• TASK: Your copy of the listing should be exact and should contain no pictures.
"""
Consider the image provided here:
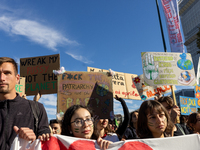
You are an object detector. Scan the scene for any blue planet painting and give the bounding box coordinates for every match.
[177,53,193,70]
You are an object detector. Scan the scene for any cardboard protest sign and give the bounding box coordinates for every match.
[15,77,25,97]
[141,52,196,86]
[57,71,113,119]
[87,67,141,100]
[133,74,173,100]
[20,54,60,96]
[180,96,198,115]
[194,85,200,109]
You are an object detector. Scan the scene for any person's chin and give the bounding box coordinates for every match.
[83,134,92,139]
[103,124,108,128]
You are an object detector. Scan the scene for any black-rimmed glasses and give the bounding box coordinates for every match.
[71,117,94,127]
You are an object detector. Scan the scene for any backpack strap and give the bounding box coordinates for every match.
[176,123,185,135]
[28,100,40,137]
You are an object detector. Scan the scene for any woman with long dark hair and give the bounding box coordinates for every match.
[61,105,112,149]
[123,110,139,139]
[137,100,174,138]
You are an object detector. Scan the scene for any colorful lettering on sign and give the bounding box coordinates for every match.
[159,62,172,67]
[115,90,120,94]
[180,97,187,105]
[122,91,139,97]
[180,96,199,115]
[62,84,94,90]
[15,85,23,92]
[26,81,56,91]
[181,107,197,114]
[180,97,196,106]
[62,98,90,110]
[159,74,176,78]
[146,86,171,98]
[198,99,200,107]
[62,73,82,80]
[27,65,49,74]
[154,79,178,85]
[154,56,173,61]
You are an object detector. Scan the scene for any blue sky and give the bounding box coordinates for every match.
[0,0,191,121]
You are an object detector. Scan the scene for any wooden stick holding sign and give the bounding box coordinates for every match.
[170,85,180,123]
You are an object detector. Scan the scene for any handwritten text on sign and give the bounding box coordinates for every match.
[87,67,141,100]
[133,74,173,100]
[57,72,113,119]
[15,77,25,97]
[141,52,195,86]
[20,54,60,96]
[180,96,198,115]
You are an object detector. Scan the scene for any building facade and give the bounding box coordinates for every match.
[170,88,194,106]
[178,0,200,74]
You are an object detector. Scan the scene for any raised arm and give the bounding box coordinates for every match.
[114,95,130,139]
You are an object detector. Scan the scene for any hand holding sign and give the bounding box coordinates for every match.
[171,105,180,123]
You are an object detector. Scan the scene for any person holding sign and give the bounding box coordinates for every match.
[95,95,130,142]
[187,112,200,134]
[61,105,112,150]
[0,57,50,150]
[137,100,174,138]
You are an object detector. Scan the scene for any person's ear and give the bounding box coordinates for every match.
[16,74,20,84]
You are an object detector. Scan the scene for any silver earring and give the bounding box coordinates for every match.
[70,131,72,134]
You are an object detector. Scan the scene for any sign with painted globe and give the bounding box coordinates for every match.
[141,52,196,86]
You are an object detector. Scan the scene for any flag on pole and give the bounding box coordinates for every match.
[161,0,185,53]
[11,134,200,150]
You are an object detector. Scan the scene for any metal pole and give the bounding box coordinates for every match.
[155,0,167,52]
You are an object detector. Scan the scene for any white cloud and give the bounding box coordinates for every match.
[39,94,57,106]
[65,51,94,64]
[124,99,133,104]
[128,104,140,112]
[45,107,57,116]
[0,16,78,51]
[114,99,141,115]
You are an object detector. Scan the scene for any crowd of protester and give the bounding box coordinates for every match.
[0,57,200,150]
[46,94,200,149]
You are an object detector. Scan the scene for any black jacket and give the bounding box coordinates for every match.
[0,93,50,150]
[115,98,130,139]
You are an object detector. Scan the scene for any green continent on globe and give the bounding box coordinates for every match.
[183,60,191,70]
[177,59,193,70]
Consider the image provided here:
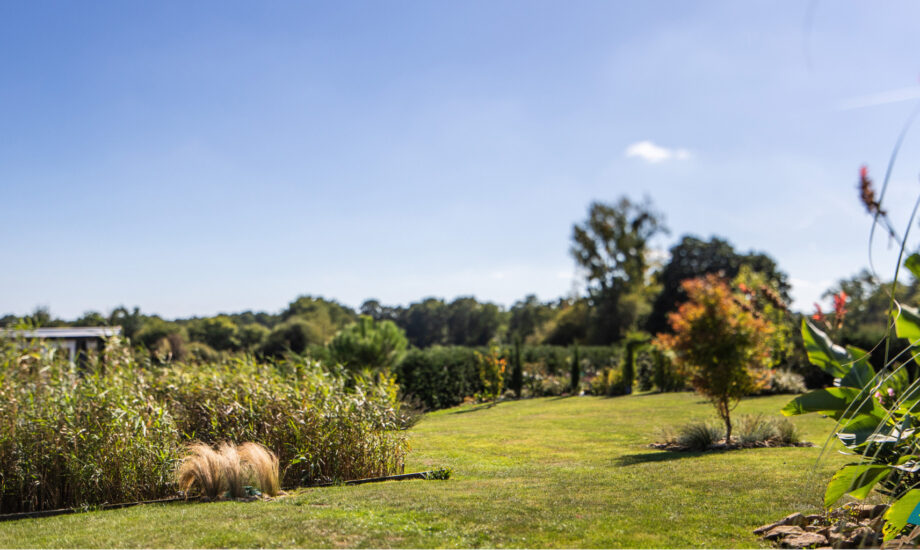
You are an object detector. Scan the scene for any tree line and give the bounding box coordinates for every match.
[5,195,900,378]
"""
• TASK RESPONSE:
Consider the image provided here:
You are an object detector. Scan the scene for any blue planet painting and give the bounding box coordinates for every match.
[177,53,193,70]
You are an object detector. Scan the scene for any cardboard protest sign and give the bounding box coordinates for every match.
[15,77,25,97]
[141,52,196,86]
[57,71,113,119]
[87,67,141,100]
[133,74,173,100]
[20,54,60,96]
[180,96,198,115]
[194,85,200,109]
You are an object detector. Scan the scene for any person's chin and give the bounding box coordinates for every match.
[83,134,92,139]
[103,124,108,128]
You are an object detector. Scan the scene for any black-rimmed glasses and give the bounding box coordinates for every match.
[71,117,94,127]
You are an object detector. Scan the scene for any backpack strap and give the bounding box coordinates for every match.
[176,123,185,135]
[28,100,40,137]
You are an object detector. Scan the scene for any woman with long dark hair and give the bounding box coordinates for every match.
[61,105,112,149]
[123,110,139,139]
[137,100,174,138]
You are an object detector. Scan the scene for any colorful lettering on sign and give the bounding box coordinates for every match.
[159,62,172,67]
[115,90,120,94]
[180,97,187,105]
[122,91,139,97]
[180,96,199,115]
[62,84,94,90]
[15,85,23,92]
[26,81,56,91]
[181,107,197,114]
[180,97,196,106]
[62,98,90,110]
[159,74,176,78]
[146,86,171,98]
[198,99,200,107]
[62,73,82,80]
[27,65,49,74]
[154,79,178,85]
[154,56,173,61]
You are an object detector. Scan the scene for any blue sky and give the bounding box coordinates for every match.
[0,0,191,121]
You are an object detector. Scan the scene for any wooden stick holding sign and give the bounding box coordinates for every match.
[170,85,180,123]
You are an object detector. Scan the scene for any handwritten text on sign and give the bounding box coordinates for every match.
[87,67,141,100]
[133,74,173,100]
[57,72,113,119]
[15,77,25,97]
[141,52,195,86]
[20,54,60,96]
[180,96,198,115]
You are an object detector. Scan the scene for any building facade and give the bounding box coordinates for every match.
[170,88,194,106]
[178,0,200,74]
You are an object detector. Scan the scene for any raised arm and give the bounding box coordinates for every match.
[114,95,130,139]
You are an object detector. Scan the scene for any hand holding sign and give the bounding box coordinates for every match.
[171,105,180,123]
You are an object detector. Scan the scene for any person holding sign and give the bounding box coordinates for every match.
[95,95,130,142]
[187,112,200,134]
[61,105,112,150]
[0,57,50,150]
[137,100,174,138]
You are an object detector. Scan the scene for any person's ear and give the bounding box coordinates for every match.
[16,74,20,84]
You are an object detector. Scan the scene for any silver earring and give the bounding box coordinates for every match.
[70,131,72,134]
You are an object detector. Scan the scene for any sign with painted globe and give the bounding box coordinates for every match.
[141,52,196,86]
You are an object detector. Scan the scene for any flag on pole and give the bounding box coordinates for every match.
[161,0,185,53]
[11,134,200,150]
You are an object detector. Scan the scene for any metal pole and give the bounding box coordinates for every match.
[155,0,167,52]
You are an object detector. Scan the scene for any white cloud and give the bounding box coordinates for every match.
[39,94,57,106]
[65,51,94,64]
[124,99,133,104]
[128,104,140,112]
[45,107,57,116]
[0,16,78,51]
[114,99,141,115]
You are an object detector. Scan the scene for any crowd of protester and give the bounding box coordinates for every match.
[0,57,200,150]
[46,94,200,149]
You are an object detector. Scan the scene for any black jacket and give the bounding box coordinates for every match.
[0,93,50,150]
[115,98,130,139]
You are an object detector. Scan the scene for any green continent on globe and give the bounding box coordinates for every match.
[183,60,191,70]
[177,59,193,70]
Consider the image provided here:
You are an object detector. Scan the scene for any tree line and give the bounding box coordinates for every match.
[5,195,900,378]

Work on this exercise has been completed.